One of the certainties about Zoroastrianism is that it was a dualistic religion. Good and evil are engaged in a constant struggle for control. The good god, Ahura Mazda (which sounds like a blend between Star Trek and a Japanese auto maker) struggles constantly against Angra Mainyu. Mazda’s website states that the car line is named after the deity (according to Wikipedia, I note, losing the last vestige of cred), pushing his reach even further east. With this incredible pedigree, it is no wonder that George R. R. Martin may have tapped into it. This kind of dualism is ripe for the picking.

= What is needed =
Copy out the whole passage on Zoroastrianism word for word. The rows have nothing to do with the passage on Zoroastrianism.

= Entries provided =
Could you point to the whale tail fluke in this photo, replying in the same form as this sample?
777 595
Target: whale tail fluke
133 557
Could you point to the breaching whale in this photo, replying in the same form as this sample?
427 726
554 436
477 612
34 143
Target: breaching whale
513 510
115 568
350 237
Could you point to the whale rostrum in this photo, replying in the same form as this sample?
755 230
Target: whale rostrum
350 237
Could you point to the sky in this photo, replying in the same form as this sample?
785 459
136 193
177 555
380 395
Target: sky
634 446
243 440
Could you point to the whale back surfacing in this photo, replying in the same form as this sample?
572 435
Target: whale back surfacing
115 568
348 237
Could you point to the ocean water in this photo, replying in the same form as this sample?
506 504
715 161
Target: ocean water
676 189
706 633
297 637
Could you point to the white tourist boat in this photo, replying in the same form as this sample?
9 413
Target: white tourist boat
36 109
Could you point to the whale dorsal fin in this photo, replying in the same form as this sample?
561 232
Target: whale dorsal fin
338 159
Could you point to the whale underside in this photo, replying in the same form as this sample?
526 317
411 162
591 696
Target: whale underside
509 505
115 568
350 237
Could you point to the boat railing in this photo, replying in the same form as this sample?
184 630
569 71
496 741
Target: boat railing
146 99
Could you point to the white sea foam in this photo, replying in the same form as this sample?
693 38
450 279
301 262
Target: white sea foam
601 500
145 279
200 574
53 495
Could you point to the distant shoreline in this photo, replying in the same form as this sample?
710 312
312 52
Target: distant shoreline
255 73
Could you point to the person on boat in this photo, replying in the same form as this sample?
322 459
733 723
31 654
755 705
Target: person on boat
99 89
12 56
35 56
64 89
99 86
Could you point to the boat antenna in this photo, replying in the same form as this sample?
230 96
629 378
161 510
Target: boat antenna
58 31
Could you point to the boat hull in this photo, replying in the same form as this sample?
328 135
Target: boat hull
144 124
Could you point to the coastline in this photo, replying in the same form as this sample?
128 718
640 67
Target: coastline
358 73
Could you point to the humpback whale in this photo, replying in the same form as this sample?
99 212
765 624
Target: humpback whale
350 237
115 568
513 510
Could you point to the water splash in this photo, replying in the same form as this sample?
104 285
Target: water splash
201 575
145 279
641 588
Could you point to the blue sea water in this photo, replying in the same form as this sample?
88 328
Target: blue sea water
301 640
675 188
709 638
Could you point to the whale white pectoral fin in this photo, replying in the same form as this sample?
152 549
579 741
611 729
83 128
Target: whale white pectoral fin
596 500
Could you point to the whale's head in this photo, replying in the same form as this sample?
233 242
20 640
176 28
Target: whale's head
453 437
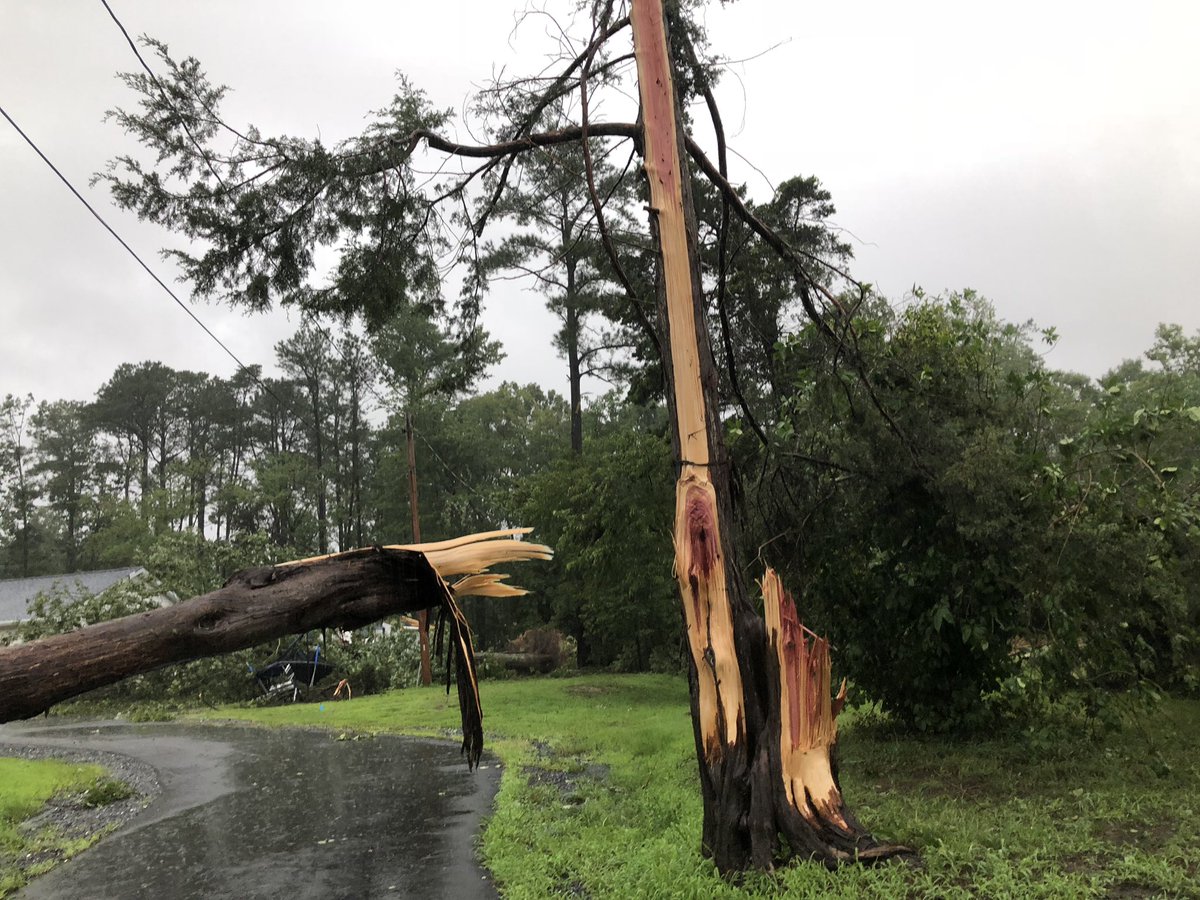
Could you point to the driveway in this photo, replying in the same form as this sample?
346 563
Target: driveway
251 813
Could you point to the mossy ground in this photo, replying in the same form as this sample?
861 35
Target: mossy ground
25 786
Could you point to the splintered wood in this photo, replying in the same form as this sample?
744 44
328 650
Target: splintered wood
471 555
808 712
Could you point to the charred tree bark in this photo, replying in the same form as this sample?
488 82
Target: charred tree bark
343 591
757 780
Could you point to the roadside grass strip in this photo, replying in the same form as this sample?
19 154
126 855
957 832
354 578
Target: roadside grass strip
25 787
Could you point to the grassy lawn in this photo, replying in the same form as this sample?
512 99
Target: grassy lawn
25 786
600 798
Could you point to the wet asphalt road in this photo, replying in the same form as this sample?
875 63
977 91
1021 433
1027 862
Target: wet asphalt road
249 813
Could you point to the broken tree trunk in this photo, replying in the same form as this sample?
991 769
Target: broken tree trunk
343 591
756 781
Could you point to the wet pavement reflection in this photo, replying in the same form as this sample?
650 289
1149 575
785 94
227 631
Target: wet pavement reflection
249 813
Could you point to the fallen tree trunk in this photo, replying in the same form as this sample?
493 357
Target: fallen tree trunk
343 591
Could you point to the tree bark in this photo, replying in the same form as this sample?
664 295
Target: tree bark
757 780
343 591
423 617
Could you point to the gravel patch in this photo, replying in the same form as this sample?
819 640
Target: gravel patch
67 813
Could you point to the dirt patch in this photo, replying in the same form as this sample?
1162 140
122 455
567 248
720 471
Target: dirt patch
569 784
1129 889
587 690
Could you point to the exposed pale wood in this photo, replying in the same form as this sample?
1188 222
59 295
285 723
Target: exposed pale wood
808 729
342 591
700 564
469 555
761 792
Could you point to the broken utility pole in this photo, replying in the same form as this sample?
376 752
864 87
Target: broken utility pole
759 779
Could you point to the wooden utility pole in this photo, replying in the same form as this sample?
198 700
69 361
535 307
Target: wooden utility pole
343 591
760 778
423 617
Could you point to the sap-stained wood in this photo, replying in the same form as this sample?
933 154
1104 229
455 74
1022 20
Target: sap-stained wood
343 591
761 708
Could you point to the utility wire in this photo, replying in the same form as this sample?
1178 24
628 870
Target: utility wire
130 250
162 91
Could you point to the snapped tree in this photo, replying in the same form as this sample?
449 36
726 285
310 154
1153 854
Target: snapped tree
763 717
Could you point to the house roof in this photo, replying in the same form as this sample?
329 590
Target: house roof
16 593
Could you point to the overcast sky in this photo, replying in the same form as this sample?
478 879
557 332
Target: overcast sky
1045 154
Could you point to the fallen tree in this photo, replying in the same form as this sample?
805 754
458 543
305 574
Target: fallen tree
343 591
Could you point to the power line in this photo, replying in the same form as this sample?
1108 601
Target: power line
163 93
130 250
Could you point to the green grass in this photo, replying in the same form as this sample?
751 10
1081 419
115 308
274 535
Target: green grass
25 786
1117 816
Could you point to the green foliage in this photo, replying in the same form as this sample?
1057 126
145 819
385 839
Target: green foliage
978 533
25 786
375 661
600 798
606 511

= Solution to this problem =
One of the certainties about Zoroastrianism is that it was a dualistic religion. Good and evil are engaged in a constant struggle for control. The good god, Ahura Mazda (which sounds like a blend between Star Trek and a Japanese auto maker) struggles constantly against Angra Mainyu. Mazda’s website states that the car line is named after the deity (according to Wikipedia, I note, losing the last vestige of cred), pushing his reach even further east. With this incredible pedigree, it is no wonder that George R. R. Martin may have tapped into it. This kind of dualism is ripe for the picking.